SHORT EXERCISE = Format the records below as a JSON list of strings, one string per line, starting at the line that contains "like [405, 169]." and running through the end of the records. Leave out blank lines and the pictures.

□ □ □ □ □

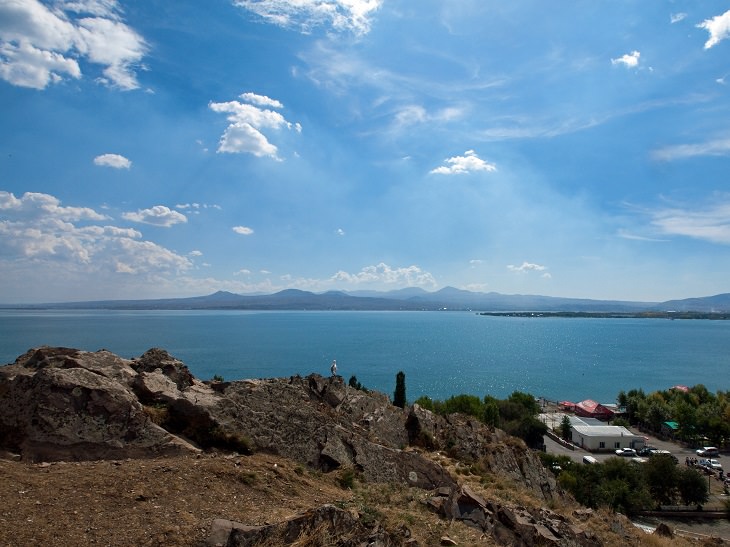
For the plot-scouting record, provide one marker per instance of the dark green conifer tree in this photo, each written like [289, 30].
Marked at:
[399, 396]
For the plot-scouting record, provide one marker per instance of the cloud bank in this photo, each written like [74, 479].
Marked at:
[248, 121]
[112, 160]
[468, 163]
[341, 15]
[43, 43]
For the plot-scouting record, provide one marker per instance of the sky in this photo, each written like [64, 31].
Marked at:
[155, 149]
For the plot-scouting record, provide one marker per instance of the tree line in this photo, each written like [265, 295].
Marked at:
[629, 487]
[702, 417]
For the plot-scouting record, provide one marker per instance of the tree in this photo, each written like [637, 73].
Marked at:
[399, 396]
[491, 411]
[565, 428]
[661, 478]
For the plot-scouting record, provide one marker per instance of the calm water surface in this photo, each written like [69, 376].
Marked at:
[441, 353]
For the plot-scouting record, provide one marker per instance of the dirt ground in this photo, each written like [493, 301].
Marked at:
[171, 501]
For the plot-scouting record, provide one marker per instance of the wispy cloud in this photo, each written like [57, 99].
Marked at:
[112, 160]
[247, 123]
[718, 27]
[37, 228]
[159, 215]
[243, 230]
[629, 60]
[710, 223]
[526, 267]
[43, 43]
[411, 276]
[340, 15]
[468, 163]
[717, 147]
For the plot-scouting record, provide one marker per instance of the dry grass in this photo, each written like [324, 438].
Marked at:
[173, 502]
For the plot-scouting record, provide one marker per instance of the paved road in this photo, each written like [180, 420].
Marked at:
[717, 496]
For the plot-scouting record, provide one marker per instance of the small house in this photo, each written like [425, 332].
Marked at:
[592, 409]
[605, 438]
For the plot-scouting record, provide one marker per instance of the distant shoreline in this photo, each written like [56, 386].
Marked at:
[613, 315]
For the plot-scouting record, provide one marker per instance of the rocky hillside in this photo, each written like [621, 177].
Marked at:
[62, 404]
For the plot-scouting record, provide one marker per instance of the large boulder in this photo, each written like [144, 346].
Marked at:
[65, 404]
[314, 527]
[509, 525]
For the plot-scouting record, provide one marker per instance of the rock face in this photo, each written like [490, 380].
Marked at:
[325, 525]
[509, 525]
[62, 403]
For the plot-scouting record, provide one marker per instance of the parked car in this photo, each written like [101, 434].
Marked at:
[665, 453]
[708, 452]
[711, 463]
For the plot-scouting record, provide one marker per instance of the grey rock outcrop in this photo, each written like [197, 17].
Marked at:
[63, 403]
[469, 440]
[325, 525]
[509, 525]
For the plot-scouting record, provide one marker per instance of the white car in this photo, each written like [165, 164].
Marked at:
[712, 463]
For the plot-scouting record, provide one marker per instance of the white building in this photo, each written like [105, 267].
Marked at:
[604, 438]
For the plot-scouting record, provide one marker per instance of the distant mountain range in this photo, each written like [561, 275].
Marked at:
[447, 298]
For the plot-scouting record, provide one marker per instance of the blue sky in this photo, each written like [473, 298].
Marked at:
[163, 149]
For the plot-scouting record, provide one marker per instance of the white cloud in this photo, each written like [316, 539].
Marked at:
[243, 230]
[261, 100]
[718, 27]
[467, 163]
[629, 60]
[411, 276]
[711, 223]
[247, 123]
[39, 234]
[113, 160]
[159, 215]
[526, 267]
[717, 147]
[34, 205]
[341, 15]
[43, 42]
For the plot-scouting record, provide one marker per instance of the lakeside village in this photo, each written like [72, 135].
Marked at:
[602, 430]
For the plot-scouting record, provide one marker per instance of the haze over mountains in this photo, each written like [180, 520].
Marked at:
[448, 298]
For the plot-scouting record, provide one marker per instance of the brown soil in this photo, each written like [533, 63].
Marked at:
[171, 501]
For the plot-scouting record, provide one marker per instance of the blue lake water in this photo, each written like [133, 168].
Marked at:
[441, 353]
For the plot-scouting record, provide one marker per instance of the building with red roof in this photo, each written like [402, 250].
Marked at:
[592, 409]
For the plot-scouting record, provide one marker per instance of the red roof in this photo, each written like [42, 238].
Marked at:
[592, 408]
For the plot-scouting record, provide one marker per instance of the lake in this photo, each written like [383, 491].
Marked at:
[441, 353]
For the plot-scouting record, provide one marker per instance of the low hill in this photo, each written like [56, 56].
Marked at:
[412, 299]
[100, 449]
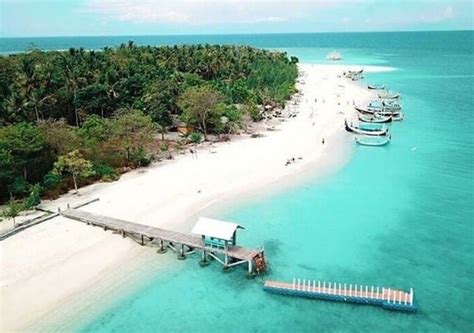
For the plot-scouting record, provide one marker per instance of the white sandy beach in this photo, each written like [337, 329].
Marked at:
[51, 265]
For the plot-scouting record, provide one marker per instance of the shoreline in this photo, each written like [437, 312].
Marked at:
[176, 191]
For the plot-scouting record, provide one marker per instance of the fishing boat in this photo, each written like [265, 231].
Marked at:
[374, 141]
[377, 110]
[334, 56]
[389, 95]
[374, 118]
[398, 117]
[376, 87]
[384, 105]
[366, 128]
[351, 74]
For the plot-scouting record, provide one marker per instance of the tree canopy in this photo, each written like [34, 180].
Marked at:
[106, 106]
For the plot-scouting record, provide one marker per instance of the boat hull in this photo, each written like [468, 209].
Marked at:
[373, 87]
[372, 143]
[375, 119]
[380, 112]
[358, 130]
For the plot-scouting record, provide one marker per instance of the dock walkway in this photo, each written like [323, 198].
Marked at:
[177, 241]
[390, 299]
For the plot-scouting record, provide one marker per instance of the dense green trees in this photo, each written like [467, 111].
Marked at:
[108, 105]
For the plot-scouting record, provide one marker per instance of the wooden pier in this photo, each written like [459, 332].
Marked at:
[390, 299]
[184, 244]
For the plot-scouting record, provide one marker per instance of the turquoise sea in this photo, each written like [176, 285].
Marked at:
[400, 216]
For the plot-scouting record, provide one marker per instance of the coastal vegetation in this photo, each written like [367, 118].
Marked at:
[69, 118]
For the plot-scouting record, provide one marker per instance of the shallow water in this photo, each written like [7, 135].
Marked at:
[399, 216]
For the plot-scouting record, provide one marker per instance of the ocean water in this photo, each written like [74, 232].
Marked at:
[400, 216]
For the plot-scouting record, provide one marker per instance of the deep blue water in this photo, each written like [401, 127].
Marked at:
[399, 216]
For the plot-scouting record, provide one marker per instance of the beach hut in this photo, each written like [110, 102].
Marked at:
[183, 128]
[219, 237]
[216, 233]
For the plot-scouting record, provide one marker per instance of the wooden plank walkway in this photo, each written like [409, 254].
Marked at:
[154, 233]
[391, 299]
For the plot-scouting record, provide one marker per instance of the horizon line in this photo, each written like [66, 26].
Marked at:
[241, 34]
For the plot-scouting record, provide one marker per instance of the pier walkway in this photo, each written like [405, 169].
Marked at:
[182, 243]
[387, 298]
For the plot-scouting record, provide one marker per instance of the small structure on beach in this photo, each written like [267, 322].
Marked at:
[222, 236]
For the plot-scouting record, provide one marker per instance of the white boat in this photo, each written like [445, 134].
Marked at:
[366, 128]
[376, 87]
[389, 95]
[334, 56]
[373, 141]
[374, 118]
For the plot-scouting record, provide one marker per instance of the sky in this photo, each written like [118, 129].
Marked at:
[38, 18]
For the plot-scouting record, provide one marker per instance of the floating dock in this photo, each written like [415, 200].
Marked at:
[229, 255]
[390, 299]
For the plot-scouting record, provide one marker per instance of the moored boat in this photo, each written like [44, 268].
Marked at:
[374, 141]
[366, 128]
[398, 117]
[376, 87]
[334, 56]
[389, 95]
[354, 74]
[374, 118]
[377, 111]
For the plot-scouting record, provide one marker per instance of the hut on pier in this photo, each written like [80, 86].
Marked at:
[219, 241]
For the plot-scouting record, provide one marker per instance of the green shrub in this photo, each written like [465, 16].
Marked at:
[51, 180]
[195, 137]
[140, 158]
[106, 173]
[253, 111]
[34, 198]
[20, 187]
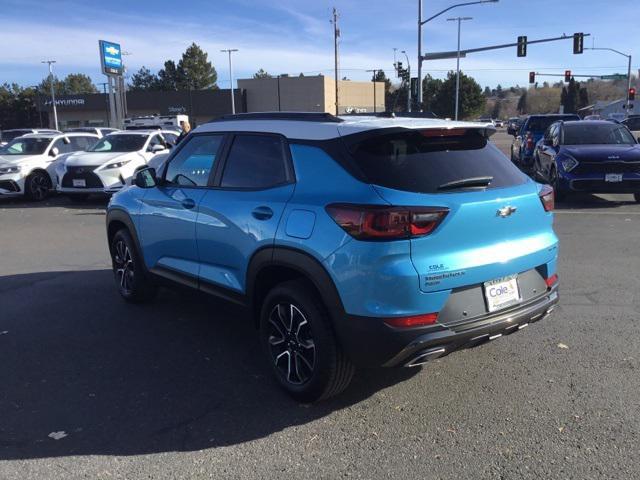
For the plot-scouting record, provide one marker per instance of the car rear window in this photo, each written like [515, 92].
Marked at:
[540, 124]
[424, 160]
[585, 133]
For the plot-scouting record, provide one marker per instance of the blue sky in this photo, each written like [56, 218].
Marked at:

□ □ □ □ □

IN RESPONSE =
[
  "For the plot-scouting record, provide one marker per instance of the pier walkway in this photo, each written like [405, 169].",
  "Marked at:",
  "[182, 243]",
  "[387, 298]",
  "For the plot-scouting record, provide one marker per instance of the small structure on beach in this photo, each written like [267, 322].",
  "Marked at:",
  "[222, 236]",
  "For the plot-scouting record, provide one marker per instance of the white boat in this photo, each written like [445, 134].",
  "Marked at:",
  "[366, 128]",
  "[376, 87]",
  "[389, 95]",
  "[334, 56]",
  "[373, 141]",
  "[374, 118]",
  "For the plot-scouting record, provide one marker per instance of the sky in this photo, each written like [118, 129].",
  "Marked at:",
  "[38, 18]",
  "For the plot-scouting record, provide one marker per instance of the floating dock in this photo, each written like [415, 200].",
  "Marked at:",
  "[229, 255]",
  "[390, 299]",
  "For the plot-scouting record, provide one marker per instance of the moored boat in this photo, each written like [44, 268].",
  "Marked at:",
  "[374, 141]",
  "[366, 128]",
  "[398, 117]",
  "[376, 87]",
  "[334, 56]",
  "[389, 95]",
  "[354, 74]",
  "[374, 118]",
  "[377, 111]",
  "For the plot-scouting record, provide one marker per instance of the hut on pier in this photo, each written like [80, 86].",
  "Marked at:",
  "[219, 241]",
  "For the plot-scouting record, provide one marker per instance of the green shrub in this photo, each written like [465, 16].",
  "Marked at:",
  "[51, 180]",
  "[195, 137]",
  "[140, 158]",
  "[106, 173]",
  "[253, 111]",
  "[34, 198]",
  "[20, 187]",
  "For the plot-scouting record, provide one marker per instance of the car rear window in this photo, each written like [515, 92].",
  "Marked at:",
  "[540, 124]",
  "[424, 160]",
  "[585, 133]",
  "For the plot-scouting record, provide one marker per instance of the blue sky in this photo, each written like [56, 218].",
  "Marked at:"
]